What this task involves: Throughout the entries below, report every line where "plates" is found.

Supplied material:
═══

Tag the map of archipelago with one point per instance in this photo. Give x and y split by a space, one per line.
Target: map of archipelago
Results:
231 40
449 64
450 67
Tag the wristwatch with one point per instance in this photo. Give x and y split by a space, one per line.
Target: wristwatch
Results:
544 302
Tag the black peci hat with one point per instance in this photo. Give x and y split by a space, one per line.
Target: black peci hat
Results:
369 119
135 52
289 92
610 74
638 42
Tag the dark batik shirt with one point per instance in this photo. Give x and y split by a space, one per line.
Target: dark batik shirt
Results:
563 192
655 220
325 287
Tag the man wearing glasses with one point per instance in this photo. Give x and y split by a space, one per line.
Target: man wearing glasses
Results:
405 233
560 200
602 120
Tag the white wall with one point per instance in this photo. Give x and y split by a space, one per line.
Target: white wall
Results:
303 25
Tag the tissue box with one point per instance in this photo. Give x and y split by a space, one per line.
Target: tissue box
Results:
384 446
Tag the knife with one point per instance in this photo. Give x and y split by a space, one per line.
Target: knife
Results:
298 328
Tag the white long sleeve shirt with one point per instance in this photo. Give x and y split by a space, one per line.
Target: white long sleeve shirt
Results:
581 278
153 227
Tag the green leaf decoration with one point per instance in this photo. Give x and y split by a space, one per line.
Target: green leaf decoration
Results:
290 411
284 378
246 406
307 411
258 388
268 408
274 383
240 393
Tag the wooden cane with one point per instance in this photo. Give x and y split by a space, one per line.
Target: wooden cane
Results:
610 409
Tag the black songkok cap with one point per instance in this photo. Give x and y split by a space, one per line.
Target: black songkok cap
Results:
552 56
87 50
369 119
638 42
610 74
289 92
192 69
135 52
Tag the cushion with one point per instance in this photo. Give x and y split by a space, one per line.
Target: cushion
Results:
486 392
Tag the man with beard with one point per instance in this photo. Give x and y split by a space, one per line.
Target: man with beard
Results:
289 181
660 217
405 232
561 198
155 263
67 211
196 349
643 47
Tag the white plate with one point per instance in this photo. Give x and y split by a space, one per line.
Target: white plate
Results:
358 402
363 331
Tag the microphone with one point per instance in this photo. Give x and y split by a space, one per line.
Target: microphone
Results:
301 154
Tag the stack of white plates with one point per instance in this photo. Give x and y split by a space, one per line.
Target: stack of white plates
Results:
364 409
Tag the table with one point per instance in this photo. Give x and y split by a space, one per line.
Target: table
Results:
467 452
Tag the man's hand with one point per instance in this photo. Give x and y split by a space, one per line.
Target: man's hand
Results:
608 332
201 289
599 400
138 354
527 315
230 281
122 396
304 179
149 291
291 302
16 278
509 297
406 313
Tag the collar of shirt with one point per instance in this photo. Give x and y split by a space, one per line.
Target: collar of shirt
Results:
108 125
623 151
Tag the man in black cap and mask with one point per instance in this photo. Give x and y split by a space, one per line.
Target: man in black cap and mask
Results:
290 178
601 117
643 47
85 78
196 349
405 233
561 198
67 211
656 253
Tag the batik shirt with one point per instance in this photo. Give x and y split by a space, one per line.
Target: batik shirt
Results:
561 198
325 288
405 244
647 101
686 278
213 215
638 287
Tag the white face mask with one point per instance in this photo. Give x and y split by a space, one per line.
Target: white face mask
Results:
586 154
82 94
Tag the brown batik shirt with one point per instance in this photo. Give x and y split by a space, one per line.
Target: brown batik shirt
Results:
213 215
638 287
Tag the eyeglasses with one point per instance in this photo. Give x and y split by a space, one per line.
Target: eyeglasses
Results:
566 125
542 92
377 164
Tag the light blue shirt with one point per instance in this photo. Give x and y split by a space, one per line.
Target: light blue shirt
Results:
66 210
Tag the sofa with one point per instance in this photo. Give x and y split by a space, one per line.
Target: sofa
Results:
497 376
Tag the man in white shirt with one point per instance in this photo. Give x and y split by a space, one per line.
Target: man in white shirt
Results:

═══

Result of the exercise:
Tag the stack of white plates with one point per instance in this photo. Give x and y split by a space, one per line.
Target: stack of white plates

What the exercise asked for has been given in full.